[[ Extracted data, beginning ]]

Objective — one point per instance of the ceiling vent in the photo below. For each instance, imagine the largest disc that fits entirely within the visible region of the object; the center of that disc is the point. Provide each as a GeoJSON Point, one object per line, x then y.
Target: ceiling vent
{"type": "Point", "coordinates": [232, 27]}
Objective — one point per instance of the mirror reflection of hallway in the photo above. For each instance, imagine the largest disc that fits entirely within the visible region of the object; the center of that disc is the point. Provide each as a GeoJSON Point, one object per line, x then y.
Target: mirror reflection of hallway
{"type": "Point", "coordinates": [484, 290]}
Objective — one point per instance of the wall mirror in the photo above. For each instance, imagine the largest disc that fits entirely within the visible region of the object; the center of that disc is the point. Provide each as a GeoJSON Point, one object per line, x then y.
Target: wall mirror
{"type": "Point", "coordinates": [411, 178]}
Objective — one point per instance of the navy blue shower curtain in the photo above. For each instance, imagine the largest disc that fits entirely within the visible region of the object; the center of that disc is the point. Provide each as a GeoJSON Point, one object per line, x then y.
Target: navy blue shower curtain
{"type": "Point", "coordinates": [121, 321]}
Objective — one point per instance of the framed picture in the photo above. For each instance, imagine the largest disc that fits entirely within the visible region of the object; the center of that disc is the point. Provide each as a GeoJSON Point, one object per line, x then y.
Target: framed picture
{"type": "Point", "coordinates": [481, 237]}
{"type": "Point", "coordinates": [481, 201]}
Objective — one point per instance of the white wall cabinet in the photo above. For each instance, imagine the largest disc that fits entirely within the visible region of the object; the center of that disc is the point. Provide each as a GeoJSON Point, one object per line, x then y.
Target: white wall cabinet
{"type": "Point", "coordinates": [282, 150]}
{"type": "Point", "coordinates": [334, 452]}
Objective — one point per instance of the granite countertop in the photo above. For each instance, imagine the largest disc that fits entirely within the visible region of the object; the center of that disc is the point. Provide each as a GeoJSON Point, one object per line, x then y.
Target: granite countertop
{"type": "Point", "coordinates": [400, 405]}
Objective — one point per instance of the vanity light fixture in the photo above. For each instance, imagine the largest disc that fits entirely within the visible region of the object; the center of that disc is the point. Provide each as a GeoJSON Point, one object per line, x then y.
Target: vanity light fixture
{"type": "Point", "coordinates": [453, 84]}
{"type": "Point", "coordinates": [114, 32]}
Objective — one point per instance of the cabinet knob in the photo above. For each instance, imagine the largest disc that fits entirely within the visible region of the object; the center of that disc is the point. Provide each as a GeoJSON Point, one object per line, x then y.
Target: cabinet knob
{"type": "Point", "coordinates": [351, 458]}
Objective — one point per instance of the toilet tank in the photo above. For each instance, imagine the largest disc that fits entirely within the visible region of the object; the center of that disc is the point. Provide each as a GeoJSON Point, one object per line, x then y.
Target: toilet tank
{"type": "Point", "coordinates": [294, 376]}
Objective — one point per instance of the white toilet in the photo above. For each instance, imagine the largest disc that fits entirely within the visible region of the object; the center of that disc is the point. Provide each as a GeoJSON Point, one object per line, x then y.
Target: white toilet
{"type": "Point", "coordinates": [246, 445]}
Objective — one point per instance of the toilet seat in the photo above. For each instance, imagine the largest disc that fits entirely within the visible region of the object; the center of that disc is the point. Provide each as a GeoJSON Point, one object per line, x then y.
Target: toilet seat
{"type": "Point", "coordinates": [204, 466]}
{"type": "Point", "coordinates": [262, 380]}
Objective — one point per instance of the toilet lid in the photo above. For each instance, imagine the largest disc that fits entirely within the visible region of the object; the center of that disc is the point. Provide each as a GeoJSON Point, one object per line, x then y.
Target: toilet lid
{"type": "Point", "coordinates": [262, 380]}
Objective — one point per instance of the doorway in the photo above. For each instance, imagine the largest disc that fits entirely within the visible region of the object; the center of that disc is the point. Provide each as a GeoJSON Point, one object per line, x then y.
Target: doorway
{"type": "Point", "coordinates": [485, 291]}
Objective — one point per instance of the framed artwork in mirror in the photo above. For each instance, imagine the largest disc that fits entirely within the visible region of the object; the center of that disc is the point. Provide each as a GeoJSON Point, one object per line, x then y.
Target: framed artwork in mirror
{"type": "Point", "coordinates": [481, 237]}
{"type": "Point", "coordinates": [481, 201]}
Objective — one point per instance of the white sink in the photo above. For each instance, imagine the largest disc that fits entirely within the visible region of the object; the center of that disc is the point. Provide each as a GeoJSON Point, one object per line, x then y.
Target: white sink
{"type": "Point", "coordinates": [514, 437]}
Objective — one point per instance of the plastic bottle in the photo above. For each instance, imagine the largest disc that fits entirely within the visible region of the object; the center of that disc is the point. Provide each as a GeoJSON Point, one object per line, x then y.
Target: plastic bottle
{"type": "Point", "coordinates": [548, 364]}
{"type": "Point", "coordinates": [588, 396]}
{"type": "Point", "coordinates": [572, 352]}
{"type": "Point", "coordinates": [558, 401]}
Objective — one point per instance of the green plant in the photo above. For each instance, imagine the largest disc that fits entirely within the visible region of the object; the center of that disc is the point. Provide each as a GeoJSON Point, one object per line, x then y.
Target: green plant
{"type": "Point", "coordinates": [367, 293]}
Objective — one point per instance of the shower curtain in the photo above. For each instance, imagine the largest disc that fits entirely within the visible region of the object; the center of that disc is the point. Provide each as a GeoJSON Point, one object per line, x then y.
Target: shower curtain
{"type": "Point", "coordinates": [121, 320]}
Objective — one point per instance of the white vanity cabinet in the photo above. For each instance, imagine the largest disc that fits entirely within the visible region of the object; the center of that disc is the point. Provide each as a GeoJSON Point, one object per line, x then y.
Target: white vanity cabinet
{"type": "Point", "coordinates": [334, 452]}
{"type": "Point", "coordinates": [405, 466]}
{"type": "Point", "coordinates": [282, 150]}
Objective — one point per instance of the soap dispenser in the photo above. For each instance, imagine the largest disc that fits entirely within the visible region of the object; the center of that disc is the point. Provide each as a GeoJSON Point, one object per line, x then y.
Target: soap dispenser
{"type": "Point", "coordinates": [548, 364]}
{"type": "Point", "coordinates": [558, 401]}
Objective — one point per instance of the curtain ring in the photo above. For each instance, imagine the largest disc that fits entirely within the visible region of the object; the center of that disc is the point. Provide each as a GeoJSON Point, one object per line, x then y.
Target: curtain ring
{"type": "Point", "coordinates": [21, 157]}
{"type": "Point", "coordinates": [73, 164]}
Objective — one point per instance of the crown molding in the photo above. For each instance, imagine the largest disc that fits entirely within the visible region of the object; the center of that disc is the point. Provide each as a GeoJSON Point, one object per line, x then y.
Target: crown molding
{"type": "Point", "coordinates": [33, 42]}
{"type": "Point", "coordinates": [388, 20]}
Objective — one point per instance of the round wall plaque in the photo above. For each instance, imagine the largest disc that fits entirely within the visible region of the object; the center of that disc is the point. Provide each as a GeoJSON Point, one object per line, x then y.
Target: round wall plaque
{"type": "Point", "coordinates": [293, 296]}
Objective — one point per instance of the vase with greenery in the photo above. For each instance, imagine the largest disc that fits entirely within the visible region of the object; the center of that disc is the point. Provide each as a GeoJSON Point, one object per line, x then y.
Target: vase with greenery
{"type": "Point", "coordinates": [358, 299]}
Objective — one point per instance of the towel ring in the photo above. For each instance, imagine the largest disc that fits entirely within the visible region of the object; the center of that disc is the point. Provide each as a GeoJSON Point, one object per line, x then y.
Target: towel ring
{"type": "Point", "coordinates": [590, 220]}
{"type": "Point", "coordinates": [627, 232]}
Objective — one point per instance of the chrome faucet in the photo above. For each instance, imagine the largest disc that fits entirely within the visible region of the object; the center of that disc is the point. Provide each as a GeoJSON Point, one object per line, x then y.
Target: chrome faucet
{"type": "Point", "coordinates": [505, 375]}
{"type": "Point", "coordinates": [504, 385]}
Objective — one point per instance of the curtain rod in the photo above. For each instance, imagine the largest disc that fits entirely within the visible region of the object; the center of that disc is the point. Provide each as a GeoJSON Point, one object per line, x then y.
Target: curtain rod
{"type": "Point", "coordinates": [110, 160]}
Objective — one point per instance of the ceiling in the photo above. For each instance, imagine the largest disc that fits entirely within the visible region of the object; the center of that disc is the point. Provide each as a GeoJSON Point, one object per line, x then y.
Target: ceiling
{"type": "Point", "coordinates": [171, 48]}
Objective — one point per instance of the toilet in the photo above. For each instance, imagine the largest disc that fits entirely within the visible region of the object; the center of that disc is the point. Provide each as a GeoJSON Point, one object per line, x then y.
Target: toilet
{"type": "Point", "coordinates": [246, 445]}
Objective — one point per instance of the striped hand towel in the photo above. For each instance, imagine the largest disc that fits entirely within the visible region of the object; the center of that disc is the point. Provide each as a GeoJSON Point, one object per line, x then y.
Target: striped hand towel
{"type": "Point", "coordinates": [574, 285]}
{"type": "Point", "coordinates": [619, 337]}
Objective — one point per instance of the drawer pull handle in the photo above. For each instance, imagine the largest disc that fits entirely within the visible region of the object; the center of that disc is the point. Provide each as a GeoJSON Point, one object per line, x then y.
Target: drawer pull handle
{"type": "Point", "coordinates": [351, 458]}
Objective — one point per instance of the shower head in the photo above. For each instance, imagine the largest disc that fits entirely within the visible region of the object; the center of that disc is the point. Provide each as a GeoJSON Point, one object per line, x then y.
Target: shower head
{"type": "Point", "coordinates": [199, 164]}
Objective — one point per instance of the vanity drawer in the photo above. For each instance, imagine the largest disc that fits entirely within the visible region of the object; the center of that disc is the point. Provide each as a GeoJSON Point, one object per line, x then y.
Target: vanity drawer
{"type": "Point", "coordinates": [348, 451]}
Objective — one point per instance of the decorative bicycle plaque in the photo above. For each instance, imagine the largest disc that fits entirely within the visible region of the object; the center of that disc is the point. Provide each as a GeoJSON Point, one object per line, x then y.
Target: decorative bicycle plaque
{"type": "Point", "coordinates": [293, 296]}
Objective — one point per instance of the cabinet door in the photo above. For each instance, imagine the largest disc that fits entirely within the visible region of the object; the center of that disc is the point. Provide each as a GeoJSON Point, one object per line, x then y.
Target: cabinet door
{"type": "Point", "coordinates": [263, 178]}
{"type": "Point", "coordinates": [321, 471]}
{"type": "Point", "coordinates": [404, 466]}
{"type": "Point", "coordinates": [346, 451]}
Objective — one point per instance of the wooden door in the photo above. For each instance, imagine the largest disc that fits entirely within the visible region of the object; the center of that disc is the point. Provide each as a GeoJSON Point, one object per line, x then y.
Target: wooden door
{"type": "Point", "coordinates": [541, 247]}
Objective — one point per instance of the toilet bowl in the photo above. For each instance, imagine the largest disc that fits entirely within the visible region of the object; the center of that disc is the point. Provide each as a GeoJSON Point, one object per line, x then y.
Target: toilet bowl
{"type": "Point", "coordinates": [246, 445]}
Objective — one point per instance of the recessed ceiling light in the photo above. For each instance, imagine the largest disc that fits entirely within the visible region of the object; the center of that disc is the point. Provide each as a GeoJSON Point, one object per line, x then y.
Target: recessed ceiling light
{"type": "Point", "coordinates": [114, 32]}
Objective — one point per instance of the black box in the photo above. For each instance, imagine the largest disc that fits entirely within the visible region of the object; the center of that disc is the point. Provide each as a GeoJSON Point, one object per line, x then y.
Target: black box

[[ Extracted data, end ]]

Goal of the exercise: Scan the lines above for the word "black" and copy every one where it occurs.

Output for this exercise:
Objective — one point per instance of the black box in the photo above. For each instance, imagine the largest disc that fits entirely within the visible region of the object; the center of that disc is the point. Provide each as a GeoJSON Point, one object per line, x then y.
Target: black box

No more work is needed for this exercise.